WHAT IS REQUIRED:
Across the entries below, how many lines have the word "black" in them? Respond with only the number.

BEGIN WORKING DATA

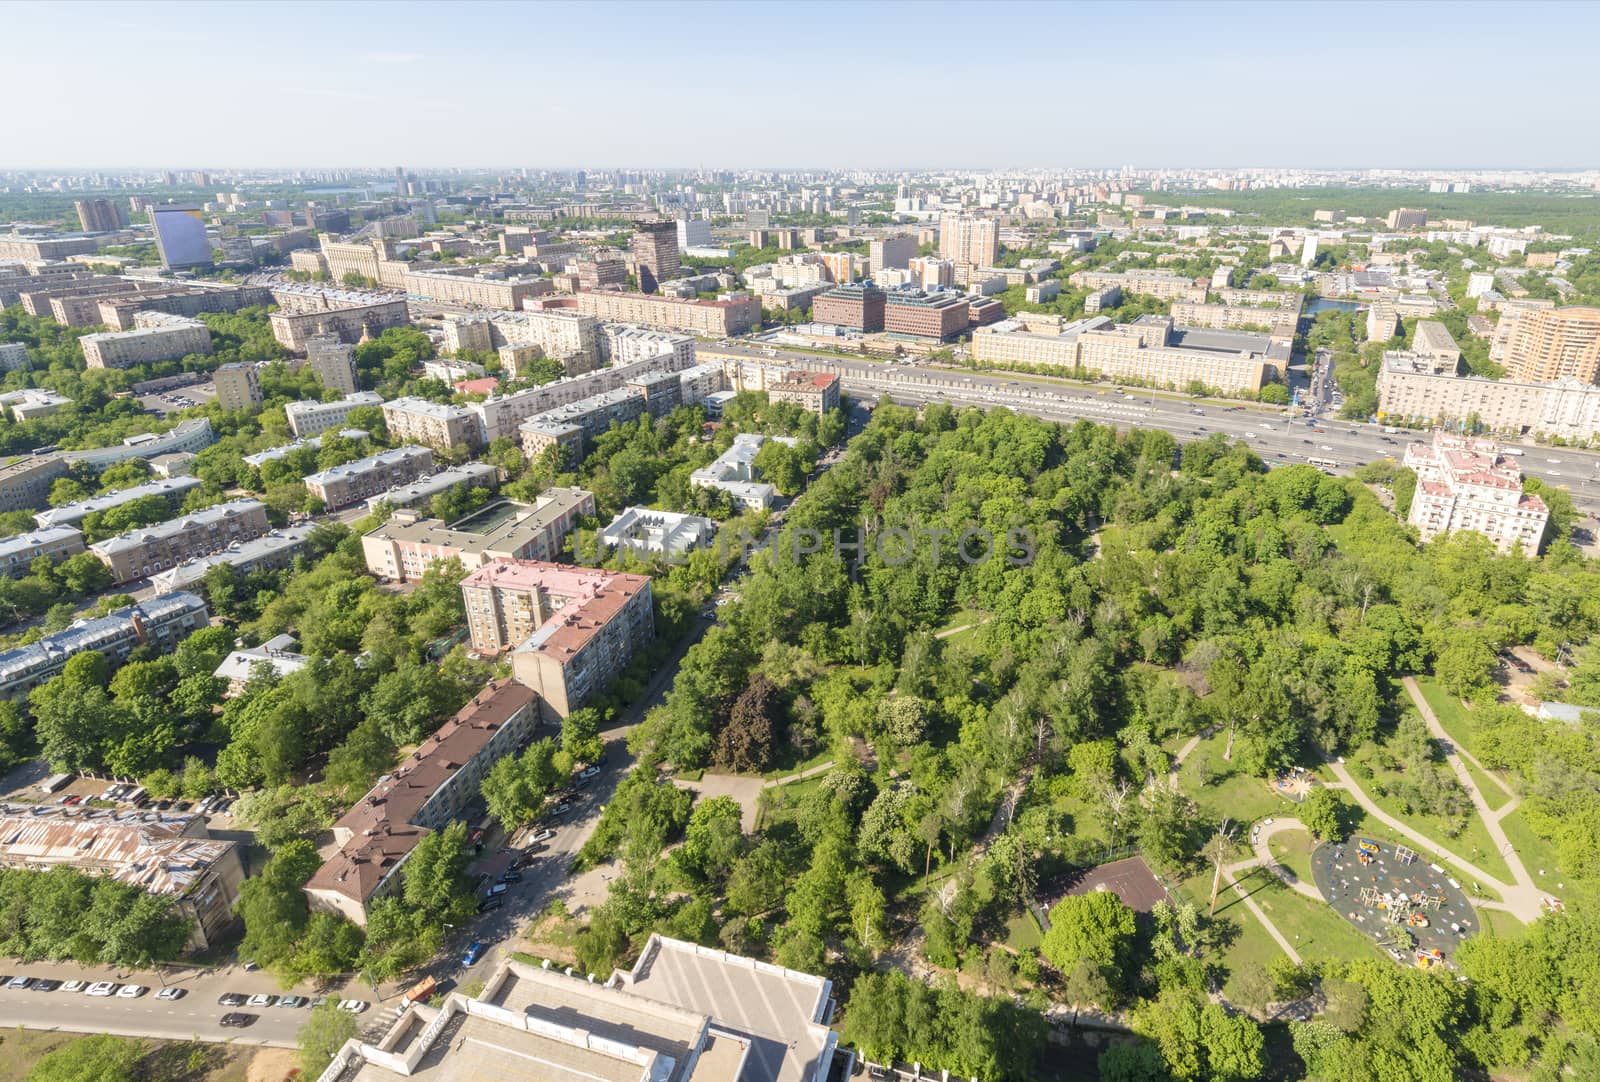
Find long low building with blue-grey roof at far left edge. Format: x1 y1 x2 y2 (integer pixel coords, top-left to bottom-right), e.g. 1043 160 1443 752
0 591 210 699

END WORKING DATA
BEGIN WORKING DATA

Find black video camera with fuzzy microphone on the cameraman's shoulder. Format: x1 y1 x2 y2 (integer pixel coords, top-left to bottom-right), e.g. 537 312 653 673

END WORKING DATA
BEGIN WORKING DATA

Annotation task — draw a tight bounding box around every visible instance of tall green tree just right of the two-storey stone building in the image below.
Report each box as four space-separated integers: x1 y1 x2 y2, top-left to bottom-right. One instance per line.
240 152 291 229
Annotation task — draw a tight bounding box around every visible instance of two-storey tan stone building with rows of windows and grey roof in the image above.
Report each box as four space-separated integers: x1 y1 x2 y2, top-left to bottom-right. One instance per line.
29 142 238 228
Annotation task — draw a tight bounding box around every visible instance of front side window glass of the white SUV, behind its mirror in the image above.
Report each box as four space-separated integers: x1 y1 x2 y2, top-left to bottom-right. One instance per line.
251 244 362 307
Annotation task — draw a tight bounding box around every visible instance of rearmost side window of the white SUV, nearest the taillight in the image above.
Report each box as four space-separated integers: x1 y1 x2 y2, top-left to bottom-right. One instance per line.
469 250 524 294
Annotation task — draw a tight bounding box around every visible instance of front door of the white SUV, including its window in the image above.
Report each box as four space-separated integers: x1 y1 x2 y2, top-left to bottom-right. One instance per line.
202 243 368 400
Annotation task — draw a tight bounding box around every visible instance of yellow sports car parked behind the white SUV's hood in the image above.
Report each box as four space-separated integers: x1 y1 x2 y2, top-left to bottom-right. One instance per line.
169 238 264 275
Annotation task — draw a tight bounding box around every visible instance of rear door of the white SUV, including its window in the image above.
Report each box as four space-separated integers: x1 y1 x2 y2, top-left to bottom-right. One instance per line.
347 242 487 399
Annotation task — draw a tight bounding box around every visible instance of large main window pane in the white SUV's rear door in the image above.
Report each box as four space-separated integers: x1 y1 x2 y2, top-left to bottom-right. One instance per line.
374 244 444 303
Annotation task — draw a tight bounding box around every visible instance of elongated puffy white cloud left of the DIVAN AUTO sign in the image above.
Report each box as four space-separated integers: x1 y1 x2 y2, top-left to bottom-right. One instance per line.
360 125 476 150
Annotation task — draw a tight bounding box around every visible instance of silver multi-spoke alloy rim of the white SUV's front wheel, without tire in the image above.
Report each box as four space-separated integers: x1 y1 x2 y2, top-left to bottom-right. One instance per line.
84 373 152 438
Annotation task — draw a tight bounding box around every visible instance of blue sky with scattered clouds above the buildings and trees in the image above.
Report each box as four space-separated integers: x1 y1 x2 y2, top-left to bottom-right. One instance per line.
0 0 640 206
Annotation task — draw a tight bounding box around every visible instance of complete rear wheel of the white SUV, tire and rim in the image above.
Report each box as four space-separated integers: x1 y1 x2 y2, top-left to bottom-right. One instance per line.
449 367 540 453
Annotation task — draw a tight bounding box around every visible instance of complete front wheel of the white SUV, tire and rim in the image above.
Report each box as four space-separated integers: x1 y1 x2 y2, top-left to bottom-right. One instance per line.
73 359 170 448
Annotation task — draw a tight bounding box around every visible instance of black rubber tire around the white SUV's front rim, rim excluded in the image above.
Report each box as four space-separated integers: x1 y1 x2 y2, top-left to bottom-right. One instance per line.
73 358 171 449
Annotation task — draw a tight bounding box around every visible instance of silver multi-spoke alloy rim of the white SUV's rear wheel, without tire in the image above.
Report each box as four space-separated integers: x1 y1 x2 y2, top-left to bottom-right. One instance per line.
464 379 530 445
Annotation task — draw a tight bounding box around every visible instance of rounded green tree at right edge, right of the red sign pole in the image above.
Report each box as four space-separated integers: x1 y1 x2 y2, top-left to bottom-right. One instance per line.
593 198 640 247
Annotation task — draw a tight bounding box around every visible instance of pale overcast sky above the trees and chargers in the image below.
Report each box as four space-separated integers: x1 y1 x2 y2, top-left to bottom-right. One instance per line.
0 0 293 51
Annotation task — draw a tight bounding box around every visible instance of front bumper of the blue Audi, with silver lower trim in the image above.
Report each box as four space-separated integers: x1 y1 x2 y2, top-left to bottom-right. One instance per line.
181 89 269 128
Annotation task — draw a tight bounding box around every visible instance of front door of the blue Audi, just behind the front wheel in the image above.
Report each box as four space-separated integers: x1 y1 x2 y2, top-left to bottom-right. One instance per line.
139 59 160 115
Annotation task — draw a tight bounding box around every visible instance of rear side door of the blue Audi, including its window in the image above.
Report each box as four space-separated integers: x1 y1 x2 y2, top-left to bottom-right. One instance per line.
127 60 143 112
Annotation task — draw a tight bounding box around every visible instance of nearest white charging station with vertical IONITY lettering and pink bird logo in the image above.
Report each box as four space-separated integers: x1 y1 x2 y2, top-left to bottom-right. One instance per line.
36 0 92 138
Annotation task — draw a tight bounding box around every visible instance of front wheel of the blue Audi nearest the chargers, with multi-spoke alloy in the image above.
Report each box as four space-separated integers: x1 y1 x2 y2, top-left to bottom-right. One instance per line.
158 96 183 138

END WORKING DATA

TASK RESPONSE:
2